WRITTEN INSTRUCTION - Copy the data below exactly, omitting any picture it contains.

___ RECORDS FOR THE TASK

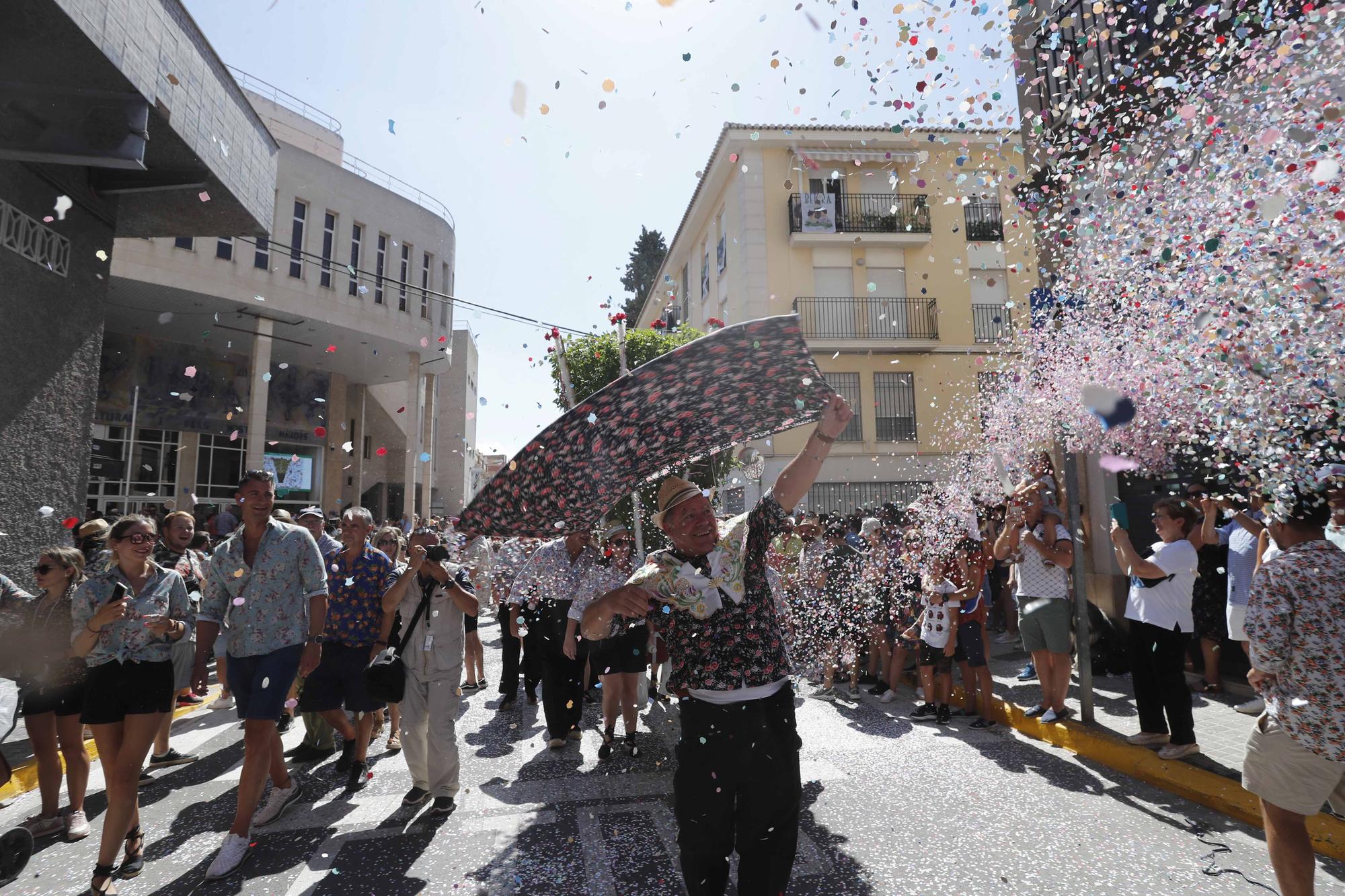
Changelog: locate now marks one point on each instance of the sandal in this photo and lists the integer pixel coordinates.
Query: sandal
(108, 888)
(135, 860)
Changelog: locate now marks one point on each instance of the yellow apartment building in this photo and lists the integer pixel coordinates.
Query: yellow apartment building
(907, 263)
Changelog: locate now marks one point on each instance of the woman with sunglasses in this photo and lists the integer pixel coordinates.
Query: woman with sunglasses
(392, 542)
(126, 623)
(53, 685)
(622, 658)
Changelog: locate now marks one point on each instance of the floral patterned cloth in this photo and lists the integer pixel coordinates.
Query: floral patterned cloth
(356, 596)
(719, 618)
(128, 639)
(742, 382)
(267, 604)
(1296, 622)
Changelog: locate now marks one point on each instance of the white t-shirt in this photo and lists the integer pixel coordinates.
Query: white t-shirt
(938, 624)
(1168, 603)
(1035, 577)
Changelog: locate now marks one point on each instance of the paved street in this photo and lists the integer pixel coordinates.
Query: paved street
(890, 807)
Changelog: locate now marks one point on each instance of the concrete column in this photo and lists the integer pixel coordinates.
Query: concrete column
(259, 393)
(428, 439)
(414, 430)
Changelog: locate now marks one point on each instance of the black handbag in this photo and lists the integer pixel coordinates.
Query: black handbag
(385, 676)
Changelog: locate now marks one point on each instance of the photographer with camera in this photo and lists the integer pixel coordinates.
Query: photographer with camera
(434, 596)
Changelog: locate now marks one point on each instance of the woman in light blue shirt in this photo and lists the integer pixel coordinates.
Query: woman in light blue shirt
(126, 622)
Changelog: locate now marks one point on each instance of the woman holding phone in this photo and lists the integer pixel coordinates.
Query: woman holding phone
(126, 622)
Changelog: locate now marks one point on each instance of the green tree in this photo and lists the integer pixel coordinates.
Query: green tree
(594, 362)
(641, 271)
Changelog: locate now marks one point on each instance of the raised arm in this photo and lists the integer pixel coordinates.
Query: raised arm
(796, 479)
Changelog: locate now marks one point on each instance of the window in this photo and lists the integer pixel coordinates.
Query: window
(426, 263)
(297, 241)
(406, 272)
(380, 260)
(895, 396)
(849, 388)
(325, 279)
(845, 497)
(356, 233)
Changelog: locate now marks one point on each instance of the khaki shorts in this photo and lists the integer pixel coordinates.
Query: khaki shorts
(1046, 623)
(1282, 772)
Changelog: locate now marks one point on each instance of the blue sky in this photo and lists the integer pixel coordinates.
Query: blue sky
(548, 206)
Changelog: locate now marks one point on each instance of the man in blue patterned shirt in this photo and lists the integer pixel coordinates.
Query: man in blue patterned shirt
(358, 577)
(268, 580)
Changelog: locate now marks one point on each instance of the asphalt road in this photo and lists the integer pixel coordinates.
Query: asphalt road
(891, 806)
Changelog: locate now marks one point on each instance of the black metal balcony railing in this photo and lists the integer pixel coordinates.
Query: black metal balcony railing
(991, 323)
(985, 221)
(868, 318)
(864, 213)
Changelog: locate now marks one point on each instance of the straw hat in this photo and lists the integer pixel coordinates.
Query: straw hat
(673, 493)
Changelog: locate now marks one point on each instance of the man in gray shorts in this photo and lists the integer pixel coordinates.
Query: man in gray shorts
(1046, 615)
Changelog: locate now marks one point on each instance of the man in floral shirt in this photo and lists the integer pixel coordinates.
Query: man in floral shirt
(1296, 622)
(730, 665)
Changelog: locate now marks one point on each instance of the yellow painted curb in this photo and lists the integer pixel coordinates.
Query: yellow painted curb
(26, 775)
(1176, 776)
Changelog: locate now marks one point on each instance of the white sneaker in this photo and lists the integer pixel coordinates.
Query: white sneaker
(1254, 706)
(278, 802)
(232, 854)
(1178, 751)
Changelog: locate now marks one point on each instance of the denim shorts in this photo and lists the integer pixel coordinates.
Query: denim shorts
(262, 684)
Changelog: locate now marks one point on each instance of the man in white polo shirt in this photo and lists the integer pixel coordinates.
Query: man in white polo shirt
(1046, 612)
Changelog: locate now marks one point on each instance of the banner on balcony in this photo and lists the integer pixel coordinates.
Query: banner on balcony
(820, 213)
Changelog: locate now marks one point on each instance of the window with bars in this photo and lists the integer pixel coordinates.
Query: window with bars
(427, 260)
(895, 399)
(325, 279)
(380, 261)
(849, 388)
(406, 274)
(848, 497)
(356, 233)
(297, 240)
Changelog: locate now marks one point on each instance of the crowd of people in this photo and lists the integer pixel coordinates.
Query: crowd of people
(301, 615)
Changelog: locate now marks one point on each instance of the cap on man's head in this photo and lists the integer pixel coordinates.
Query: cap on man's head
(675, 491)
(93, 529)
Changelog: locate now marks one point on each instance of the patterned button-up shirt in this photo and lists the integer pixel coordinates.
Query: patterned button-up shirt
(356, 596)
(549, 575)
(1296, 622)
(128, 639)
(266, 604)
(719, 619)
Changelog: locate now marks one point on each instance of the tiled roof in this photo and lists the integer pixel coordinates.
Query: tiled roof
(735, 126)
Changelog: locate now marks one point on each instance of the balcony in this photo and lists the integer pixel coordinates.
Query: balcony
(991, 322)
(882, 217)
(985, 222)
(844, 319)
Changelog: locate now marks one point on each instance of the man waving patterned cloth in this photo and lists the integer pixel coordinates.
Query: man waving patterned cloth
(730, 665)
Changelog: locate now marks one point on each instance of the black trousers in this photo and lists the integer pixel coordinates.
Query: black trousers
(750, 803)
(563, 697)
(1157, 663)
(518, 655)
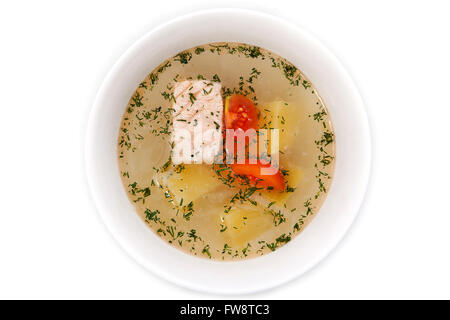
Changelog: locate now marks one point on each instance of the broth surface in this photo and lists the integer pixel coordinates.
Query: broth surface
(214, 225)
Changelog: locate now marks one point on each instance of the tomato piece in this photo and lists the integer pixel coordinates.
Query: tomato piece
(240, 113)
(253, 172)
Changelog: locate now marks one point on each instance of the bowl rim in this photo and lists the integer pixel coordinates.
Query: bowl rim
(91, 153)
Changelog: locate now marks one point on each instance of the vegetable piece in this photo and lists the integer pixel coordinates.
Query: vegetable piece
(293, 178)
(191, 183)
(253, 172)
(240, 113)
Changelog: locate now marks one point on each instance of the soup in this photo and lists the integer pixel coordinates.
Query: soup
(220, 210)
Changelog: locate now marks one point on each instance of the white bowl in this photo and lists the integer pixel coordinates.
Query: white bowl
(353, 151)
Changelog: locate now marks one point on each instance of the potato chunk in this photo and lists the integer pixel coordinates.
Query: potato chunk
(245, 223)
(191, 182)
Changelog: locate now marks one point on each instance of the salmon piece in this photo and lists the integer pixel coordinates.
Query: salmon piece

______

TASK RESPONSE -
Changelog: locate now marks one point on each instance of the sandal in this photo and lists the integer pixel coordinates.
Query: sandal
(108, 888)
(135, 860)
Changelog: locate now marks one point on each instance of the yellow apartment building in this photo and lists the integer pixel coordinates.
Query: yellow apartment building
(907, 263)
Changelog: locate now marks one point on each instance of the woman with sunglasses in this photo and lists the integer pixel coordinates.
Query: woman with sunglasses
(392, 542)
(126, 623)
(53, 685)
(622, 658)
Changelog: locate now marks one point on each instance of the floral patterned cloth in this photo and lists the integer pixel coordinates.
Query: floral patterned cloth
(356, 596)
(719, 618)
(128, 639)
(742, 382)
(267, 604)
(1296, 622)
Changelog: locate now marks one point on each instance of the white t-shirt in this photo and lists the integer pixel coordinates.
Query: white t-shirt
(938, 624)
(1168, 603)
(1035, 577)
Changelog: locate now marks one point on each instance of the paved street in this photo and lists the integer pixel coordinates.
Query: paved street
(890, 807)
Changelog: locate now marks one point on each instance of the concrete column in this photo and lists the integer pixel coordinates.
Query: concrete column
(259, 393)
(428, 439)
(414, 430)
Changelog: locate now marks one point on each instance of the black handbag in this photo and lists the integer pixel coordinates.
Query: black handbag
(385, 676)
Changelog: locate now marks one point on each instance of the photographer with camera in this photo and lists the integer pixel coordinates.
Query: photographer with camera
(434, 596)
Changelog: locate now marks one point on each instance of the woman in light blue shirt in this photo and lists the integer pixel coordinates.
Query: woman in light blue shirt
(126, 622)
Changelog: locate now marks one point on each instance of the woman holding phone in this photo and lists the integer pixel coordinates.
Query: woman holding phone
(126, 622)
Changelog: locate now marks one point on each instance of the green tree in this photo and lists the integer pixel coordinates.
Query: green tree
(594, 362)
(641, 271)
Changelog: locate now marks one point on each instance of the raised arm in this photo and lists the integer pixel coordinates.
Query: raised arm
(796, 479)
Changelog: locate now marks one point on each instance of the window in this photo and lists the integer pixel coordinates.
Query: window
(426, 263)
(297, 241)
(406, 272)
(380, 260)
(895, 396)
(849, 388)
(325, 279)
(845, 497)
(356, 233)
Changelog: locate now marks one point on each instance of the khaki shorts in this photo and lists the integer pixel coordinates.
Query: khaki shorts
(1046, 623)
(1282, 772)
Changelog: locate now marks one point on each instance of the blue sky in this photo and lists the integer pixel coordinates.
Query: blue sky
(548, 206)
Changelog: locate now marks one point on each instance of the man in blue patterned shirt in this photo and lists the integer pixel coordinates.
Query: man in blue patterned shirt
(358, 577)
(268, 580)
Changelog: locate now marks one point on each instance of the asphalt road in this photo and lists the integer pixel coordinates.
Query: asphalt road
(891, 806)
Changelog: locate now marks one point on each instance of the black metal balcony railing in this photo and lists the integer pixel coordinates.
Query: black metal balcony railing
(991, 323)
(985, 221)
(868, 318)
(864, 213)
Changelog: locate now marks one point on each instance of the straw hat in this photo and lists the integer pixel coordinates.
Query: straw hat
(673, 493)
Changelog: locate now marks one point on each instance of the man in gray shorts in this photo and lists the integer pixel coordinates.
Query: man in gray shorts
(1046, 615)
Changelog: locate now marks one point on each instance of the man in floral shirt in this photo and lists the integer pixel coordinates.
Query: man in floral shirt
(1296, 622)
(730, 665)
Changelog: locate now marks one point on each instance of the yellow painted curb in this photo and lists the integer pixel coordinates.
Query: yellow painted curb
(26, 775)
(1176, 776)
Changelog: locate now marks one point on each instance of the white sneaker in this photo and lists the integer pixel coordinates.
Query: white sneaker
(1254, 706)
(278, 802)
(232, 854)
(1178, 751)
Changelog: locate now marks one point on each instance of the denim shorts in this photo and lists the integer pixel coordinates.
Query: denim shorts
(262, 684)
Changelog: locate now marks one point on each instance of the man in white polo shirt in this photo and lists the integer pixel coordinates.
Query: man in white polo shirt
(1046, 612)
Changelog: locate now marks one point on each instance of the banner on balcony in this photo and lists the integer pixel coordinates.
Query: banner on balcony
(820, 213)
Changelog: locate now marks one point on each instance of the window with bars in this photo and lists the integer pixel coordinates.
Query: window with bars
(427, 260)
(895, 399)
(325, 279)
(380, 261)
(849, 388)
(406, 274)
(848, 497)
(356, 233)
(297, 240)
Changelog: locate now marks one point on each instance of the crowd of people in this photo and lists the integer pixel coordinates.
Query: crowd of people
(301, 615)
Changelog: locate now marks one point on each instance of the cap on man's head in this photo and lists the integer pixel coordinates.
Query: cap on man's head
(675, 491)
(93, 529)
Changelog: locate now marks one point on each instance of the patterned button-up shirt in this photo and lists the integer pixel coordinates.
Query: patterned button-up shirt
(356, 596)
(549, 575)
(1296, 622)
(128, 639)
(266, 604)
(719, 619)
Changelog: locate now marks one point on each instance of the tiled roof in this photo and lists the integer pixel coordinates.
Query: tiled roof
(735, 126)
Changelog: locate now marks one point on each instance of the balcony in this photo and lists the integer pixel coordinates.
Query: balcony
(991, 322)
(882, 217)
(985, 222)
(844, 319)
Changelog: locate now marks one point on each instance of the man waving patterned cloth in this photo and lists the integer pixel coordinates.
Query: man waving patterned cloth
(730, 665)
Changelog: locate now marks one point on each instance of the black trousers in this photo and lists the integer pixel coordinates.
Query: black trousers
(750, 803)
(563, 697)
(1157, 663)
(518, 655)
Changelog: locate now marks one point on each instance of the broth surface in this photo and lists the integer pixel coordinates.
Query: broth surface
(214, 225)
Changelog: locate now marks one point on each instance of the tomato piece in this photo and lists the integer pixel coordinates.
Query: tomato piece
(240, 113)
(253, 172)
Changelog: locate now marks one point on each instance of the bowl rim in this photo and lists the integer pixel coordinates.
Query: bowl rim
(91, 153)
Changelog: locate now marks one point on each instance of the vegetable piece in this photo and lists the integer pixel coordinates.
Query: vegetable piece
(293, 178)
(191, 183)
(253, 172)
(240, 113)
Changelog: locate now marks one point on each instance of the soup in this photo and lists the integer pixel coordinates.
Query: soup
(220, 210)
Changelog: locate now marks one point on each instance of the white bowl in this photo and lists the integer pixel coordinates.
Query: white bowl
(353, 151)
Changelog: locate now marks one point on each instance of the potato chunk in this photo and lists the integer pixel coordinates.
Query: potato chunk
(245, 223)
(191, 182)
Changelog: locate now marks one point on each instance of the salmon piece in this photo and lists the integer pixel coordinates.
Query: salmon piece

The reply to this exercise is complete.